# [EXCERPT]
# New Columns for 08 Pics!



## kciaccio (Jul 27, 2007)

I finally finished my new columns. I just have to make and attach the signs I will be putting under the light fixture. Thanks to seeing some of others ideas I think they came out well and will be very useful. I will probably add a in wall speaker to them by next year. Right now I have three light fixtures in each column. One two bulb flood light fixture inside to light up the top.(picture was taken with only one red flood installed because I was too lazy to go up in crawl space to get lights down from last halloween) One front lamp fixture to light up sign I will soon be making. And the eye ball light that adjusts so I can shoot light onto my cemetary.


----------



## Ghostess (Aug 21, 2005)

Nice work!


----------



## Lady Nyxie (Aug 30, 2006)

Great job!


----------



## spideranne (Jul 17, 2006)

Nice job, especially like the lighting. Everyone seems to be working on columns this year and they all are so unique, it's great.


----------



## beelce (Jul 21, 2007)

Looks great....nice work


----------



## cerinad (Jun 23, 2008)

Very Nice!!!


----------



## Black Cat (Aug 20, 2005)

I like those, very nice touch with the extra lighting.


----------



## turtle2778 (Jul 9, 2006)

Excellent job!!


----------



## Aelwyn (Jul 7, 2008)

Love them!


----------



## Lilly (Jun 13, 2006)

those are nice...
good job on the lighting too


----------



## Hellvin (Jul 6, 2008)

Nice work


----------



## kciaccio (Jul 27, 2007)

Thanks! You might have given me enough incentive to make a third one now!


----------



## dynoflyer (Oct 8, 2006)

Very nice! Is the top open, where the red flood is shining? Could you plumb it for a small fog machine and a chiller? Might be cool to see red fog coming out. 

Really great work!


----------



## kciaccio (Jul 27, 2007)

My thoughts exactly, I used screen material around the sides for that very reason.


----------



## Spider Rider (Nov 8, 2006)

Those are nice. It should look creepy with chilled fog dripping down the sides. Great idea kciaccio!


----------

# [ENTRIES SUPPLIED]

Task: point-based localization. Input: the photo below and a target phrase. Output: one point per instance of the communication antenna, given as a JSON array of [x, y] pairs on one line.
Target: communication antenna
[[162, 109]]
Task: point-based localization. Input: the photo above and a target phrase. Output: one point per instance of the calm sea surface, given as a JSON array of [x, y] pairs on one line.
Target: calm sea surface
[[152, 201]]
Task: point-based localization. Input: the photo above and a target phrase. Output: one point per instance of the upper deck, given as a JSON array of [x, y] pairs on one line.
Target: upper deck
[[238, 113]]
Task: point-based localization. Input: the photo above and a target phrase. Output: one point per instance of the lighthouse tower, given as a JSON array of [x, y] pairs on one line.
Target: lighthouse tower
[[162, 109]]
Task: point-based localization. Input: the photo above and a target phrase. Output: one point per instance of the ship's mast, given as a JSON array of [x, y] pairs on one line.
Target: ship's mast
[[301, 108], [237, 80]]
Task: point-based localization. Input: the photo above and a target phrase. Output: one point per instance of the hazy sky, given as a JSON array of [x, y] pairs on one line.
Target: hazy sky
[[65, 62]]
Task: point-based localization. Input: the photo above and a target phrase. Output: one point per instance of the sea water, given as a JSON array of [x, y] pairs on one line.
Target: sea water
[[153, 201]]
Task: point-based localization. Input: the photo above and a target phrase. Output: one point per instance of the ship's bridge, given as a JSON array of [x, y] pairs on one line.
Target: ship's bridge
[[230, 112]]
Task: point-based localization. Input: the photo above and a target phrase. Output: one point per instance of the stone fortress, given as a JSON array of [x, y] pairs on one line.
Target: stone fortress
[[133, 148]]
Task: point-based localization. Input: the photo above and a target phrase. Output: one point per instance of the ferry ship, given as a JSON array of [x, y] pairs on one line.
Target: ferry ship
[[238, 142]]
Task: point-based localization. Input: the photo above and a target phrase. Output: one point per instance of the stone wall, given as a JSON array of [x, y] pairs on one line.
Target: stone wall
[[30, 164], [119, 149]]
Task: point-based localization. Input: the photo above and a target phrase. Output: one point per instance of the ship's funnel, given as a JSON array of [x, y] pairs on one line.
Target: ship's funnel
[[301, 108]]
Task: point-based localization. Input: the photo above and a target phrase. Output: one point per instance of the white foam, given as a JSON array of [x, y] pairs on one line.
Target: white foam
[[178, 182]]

# [GIVEN INSTRUCTION]
Reproduce word for word the passage of the thread on the new columns starting at "## dynoflyer (Oct" and ending at "Really great work!". The records are not required for this work.

# [RESULT OF THIS EXERCISE]
## dynoflyer (Oct 8, 2006)

Very nice! Is the top open, where the red flood is shining? Could you plumb it for a small fog machine and a chiller? Might be cool to see red fog coming out. 

Really great work!